■ **WHAT YOU NEED TO DO**: Arrange as a numbered list, omitting blank lines, only the lines beginning with the line containing "Target: black wristband" and continuing through the line containing "column 191, row 116", both included.

Stored data entries
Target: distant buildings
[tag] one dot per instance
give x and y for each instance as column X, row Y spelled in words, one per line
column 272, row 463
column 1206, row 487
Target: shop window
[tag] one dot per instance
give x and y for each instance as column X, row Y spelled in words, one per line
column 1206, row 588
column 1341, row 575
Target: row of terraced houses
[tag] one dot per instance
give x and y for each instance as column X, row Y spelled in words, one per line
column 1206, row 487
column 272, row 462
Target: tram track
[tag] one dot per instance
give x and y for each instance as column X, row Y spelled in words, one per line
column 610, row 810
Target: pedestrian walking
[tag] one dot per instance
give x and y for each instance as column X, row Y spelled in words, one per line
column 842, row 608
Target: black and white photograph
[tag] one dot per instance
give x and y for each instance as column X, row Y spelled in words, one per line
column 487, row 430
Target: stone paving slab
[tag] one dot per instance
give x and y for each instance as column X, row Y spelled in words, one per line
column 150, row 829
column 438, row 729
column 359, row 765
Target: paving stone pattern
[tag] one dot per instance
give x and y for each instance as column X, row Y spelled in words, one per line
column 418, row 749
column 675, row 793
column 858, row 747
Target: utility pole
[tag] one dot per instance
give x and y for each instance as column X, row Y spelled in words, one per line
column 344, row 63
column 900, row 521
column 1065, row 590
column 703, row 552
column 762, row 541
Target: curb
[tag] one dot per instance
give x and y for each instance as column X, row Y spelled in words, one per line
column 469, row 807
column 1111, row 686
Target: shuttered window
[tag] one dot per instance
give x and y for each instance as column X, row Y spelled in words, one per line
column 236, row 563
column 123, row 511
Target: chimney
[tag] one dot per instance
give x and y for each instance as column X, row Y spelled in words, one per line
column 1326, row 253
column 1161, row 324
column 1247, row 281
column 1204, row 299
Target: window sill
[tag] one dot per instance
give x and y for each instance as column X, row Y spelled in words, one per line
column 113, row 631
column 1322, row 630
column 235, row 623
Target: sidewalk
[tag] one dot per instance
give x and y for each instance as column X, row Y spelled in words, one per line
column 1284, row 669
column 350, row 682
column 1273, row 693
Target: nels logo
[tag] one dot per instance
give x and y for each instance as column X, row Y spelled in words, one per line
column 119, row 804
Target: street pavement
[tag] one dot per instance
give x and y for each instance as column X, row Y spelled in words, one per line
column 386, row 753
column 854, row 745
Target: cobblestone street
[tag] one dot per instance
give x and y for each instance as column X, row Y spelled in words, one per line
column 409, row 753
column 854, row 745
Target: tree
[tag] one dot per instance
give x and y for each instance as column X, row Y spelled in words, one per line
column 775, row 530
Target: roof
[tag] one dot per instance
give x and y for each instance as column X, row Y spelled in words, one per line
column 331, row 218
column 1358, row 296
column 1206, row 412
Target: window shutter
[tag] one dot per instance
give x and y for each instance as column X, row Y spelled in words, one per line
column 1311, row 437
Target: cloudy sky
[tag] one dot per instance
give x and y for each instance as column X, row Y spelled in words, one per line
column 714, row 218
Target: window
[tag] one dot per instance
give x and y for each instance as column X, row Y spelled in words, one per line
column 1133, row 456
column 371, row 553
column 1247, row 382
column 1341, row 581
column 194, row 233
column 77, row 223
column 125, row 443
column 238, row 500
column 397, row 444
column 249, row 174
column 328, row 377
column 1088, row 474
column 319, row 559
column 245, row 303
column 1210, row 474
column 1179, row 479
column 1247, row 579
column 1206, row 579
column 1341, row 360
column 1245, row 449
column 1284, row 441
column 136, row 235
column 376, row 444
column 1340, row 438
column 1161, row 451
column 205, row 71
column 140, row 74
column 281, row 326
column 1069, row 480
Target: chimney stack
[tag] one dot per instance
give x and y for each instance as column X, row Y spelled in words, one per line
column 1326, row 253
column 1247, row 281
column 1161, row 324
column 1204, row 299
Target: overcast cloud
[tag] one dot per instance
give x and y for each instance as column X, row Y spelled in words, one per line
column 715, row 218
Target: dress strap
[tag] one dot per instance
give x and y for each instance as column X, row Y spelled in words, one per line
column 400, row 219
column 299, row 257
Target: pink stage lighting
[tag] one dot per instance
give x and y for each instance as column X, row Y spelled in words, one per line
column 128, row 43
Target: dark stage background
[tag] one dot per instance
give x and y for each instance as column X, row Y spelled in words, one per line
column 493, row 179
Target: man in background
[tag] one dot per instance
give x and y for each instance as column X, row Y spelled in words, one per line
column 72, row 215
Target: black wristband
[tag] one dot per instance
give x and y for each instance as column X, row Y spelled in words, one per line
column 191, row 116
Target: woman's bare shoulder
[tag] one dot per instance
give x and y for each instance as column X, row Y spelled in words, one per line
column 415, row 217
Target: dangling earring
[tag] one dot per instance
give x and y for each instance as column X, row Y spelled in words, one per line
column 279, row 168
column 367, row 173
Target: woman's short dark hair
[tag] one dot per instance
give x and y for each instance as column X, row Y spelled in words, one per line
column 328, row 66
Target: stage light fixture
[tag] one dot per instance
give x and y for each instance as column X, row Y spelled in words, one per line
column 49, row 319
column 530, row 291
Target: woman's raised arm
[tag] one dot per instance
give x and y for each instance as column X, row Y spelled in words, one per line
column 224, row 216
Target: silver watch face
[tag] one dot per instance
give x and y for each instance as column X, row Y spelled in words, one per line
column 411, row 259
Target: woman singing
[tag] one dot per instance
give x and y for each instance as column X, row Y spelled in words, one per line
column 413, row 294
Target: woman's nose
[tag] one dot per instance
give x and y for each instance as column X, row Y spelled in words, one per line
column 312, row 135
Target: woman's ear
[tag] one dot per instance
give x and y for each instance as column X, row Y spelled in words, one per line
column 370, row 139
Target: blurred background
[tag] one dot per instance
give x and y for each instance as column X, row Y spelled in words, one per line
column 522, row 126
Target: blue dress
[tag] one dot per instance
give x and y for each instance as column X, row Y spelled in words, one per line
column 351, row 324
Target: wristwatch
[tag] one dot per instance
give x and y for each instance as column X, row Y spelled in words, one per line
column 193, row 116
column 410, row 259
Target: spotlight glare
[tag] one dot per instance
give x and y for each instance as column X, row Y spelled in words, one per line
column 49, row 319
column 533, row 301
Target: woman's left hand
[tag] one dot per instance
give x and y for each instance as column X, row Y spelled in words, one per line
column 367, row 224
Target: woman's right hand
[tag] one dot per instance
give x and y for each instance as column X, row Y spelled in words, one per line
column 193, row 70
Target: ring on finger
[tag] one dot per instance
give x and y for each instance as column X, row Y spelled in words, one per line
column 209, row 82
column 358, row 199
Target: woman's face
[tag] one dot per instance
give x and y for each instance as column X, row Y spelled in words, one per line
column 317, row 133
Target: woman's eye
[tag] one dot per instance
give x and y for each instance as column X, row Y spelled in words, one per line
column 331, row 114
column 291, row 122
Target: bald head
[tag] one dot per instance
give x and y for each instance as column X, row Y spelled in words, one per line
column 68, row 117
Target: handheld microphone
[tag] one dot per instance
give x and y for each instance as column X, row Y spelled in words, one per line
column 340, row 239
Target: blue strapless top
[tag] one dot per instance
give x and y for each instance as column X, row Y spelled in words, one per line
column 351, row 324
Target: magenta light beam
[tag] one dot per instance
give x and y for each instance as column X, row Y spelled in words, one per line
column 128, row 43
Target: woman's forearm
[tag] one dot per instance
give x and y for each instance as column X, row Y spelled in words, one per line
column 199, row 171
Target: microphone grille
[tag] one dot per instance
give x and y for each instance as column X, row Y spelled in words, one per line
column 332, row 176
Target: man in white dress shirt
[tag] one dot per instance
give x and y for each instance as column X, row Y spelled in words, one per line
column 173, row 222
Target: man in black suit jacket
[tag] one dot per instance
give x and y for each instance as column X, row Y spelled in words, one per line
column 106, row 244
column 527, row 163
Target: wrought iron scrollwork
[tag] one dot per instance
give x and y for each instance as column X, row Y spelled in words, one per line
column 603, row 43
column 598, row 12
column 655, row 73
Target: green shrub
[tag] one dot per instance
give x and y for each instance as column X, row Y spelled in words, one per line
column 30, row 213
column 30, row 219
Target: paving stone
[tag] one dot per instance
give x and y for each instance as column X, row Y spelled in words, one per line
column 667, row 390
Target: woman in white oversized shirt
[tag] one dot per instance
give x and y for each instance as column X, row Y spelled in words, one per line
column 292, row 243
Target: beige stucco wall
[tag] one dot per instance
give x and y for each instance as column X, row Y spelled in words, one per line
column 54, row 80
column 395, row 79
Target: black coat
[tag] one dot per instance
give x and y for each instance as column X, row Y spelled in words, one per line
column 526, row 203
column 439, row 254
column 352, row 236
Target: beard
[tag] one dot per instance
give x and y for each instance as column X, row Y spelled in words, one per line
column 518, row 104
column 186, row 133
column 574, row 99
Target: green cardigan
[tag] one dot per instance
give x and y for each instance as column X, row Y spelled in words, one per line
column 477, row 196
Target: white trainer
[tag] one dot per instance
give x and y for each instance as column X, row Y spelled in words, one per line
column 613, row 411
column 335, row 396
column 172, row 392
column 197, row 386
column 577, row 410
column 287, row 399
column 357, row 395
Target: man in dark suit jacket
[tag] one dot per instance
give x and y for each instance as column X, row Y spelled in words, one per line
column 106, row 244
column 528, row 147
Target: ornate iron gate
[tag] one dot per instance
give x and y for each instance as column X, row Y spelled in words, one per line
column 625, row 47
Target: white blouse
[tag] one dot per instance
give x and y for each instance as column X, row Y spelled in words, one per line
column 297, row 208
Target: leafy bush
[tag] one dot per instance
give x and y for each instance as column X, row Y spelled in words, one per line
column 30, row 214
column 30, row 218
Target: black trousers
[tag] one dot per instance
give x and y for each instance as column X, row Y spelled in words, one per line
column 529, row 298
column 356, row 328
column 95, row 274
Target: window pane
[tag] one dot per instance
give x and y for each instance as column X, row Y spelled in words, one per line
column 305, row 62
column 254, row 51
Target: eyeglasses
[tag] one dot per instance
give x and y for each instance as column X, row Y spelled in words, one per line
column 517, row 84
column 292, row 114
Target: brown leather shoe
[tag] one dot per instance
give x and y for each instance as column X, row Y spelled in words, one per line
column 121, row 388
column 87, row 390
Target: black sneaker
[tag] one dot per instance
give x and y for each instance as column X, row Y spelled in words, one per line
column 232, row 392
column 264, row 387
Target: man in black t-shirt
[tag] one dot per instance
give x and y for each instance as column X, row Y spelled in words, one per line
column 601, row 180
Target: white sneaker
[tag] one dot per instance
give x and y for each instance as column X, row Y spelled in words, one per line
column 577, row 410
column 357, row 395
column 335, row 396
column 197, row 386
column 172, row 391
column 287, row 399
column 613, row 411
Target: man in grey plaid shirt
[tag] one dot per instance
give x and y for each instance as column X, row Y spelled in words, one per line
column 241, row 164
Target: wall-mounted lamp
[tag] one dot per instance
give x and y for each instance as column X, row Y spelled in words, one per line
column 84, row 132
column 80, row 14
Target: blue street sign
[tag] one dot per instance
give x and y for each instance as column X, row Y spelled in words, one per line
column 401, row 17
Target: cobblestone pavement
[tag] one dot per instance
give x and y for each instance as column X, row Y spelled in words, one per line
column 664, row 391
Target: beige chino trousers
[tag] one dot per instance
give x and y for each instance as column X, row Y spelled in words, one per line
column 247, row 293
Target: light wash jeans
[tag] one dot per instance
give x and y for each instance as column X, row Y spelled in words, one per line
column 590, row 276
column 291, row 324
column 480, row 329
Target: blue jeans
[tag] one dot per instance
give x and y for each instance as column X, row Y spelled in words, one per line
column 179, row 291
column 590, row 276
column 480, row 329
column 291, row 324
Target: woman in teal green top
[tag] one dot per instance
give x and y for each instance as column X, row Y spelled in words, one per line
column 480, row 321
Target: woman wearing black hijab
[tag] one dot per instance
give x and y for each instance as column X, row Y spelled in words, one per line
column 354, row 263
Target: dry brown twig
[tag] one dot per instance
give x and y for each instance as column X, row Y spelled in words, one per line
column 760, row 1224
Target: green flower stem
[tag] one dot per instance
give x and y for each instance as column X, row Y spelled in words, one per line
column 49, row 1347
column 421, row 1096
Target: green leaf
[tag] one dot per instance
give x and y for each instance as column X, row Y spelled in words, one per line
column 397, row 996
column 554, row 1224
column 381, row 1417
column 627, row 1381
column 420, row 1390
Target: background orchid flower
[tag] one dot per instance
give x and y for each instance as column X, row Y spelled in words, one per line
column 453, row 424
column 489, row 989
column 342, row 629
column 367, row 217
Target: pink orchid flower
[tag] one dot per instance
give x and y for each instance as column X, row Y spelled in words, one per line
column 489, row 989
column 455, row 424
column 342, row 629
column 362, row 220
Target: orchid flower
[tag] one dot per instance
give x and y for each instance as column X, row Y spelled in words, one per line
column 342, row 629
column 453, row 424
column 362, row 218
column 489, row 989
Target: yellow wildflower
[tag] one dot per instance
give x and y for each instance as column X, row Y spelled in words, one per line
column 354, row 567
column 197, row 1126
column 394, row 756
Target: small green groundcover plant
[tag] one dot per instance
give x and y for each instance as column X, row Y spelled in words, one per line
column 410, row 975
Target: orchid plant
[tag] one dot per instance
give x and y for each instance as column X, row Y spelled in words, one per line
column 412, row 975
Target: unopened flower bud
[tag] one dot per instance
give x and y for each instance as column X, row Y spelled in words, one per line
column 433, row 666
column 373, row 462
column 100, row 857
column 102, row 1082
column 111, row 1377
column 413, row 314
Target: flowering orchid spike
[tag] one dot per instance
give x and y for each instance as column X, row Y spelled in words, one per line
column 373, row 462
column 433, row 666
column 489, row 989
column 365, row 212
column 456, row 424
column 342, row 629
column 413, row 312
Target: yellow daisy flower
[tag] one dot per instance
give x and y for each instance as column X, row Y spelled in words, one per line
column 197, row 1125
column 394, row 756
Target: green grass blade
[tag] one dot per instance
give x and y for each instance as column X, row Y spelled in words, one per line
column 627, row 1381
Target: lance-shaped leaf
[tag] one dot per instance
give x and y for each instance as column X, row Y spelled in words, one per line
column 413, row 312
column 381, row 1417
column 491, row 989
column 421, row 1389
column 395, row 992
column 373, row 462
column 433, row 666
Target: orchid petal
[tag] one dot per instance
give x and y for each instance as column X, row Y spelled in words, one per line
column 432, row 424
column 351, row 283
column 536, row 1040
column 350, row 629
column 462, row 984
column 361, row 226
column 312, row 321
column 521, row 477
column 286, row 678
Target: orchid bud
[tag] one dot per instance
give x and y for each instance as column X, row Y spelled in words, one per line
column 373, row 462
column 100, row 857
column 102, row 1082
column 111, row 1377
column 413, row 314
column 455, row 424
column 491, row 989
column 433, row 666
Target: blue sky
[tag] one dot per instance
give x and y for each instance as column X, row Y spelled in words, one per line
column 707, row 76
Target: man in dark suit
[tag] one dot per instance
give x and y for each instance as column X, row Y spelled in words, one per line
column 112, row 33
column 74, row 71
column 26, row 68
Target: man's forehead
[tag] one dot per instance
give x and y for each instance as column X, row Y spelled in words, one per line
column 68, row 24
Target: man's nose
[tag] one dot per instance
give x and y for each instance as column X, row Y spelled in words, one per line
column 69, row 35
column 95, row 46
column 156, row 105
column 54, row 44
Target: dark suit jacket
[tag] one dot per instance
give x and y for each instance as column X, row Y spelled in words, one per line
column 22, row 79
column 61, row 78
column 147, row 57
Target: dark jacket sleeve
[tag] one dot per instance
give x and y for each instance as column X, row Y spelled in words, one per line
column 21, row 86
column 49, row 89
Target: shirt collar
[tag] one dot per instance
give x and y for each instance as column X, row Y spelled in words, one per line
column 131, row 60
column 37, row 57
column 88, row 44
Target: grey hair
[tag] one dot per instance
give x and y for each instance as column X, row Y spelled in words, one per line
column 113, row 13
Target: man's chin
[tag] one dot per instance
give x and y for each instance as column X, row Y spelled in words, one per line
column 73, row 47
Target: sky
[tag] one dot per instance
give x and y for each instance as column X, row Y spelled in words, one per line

■ **WRITTEN ANSWER**:
1. Target: black wristband
2. [tag] one dot per instance
3. give x and y for each instance as column X, row Y spelled in words, one per line
4. column 191, row 116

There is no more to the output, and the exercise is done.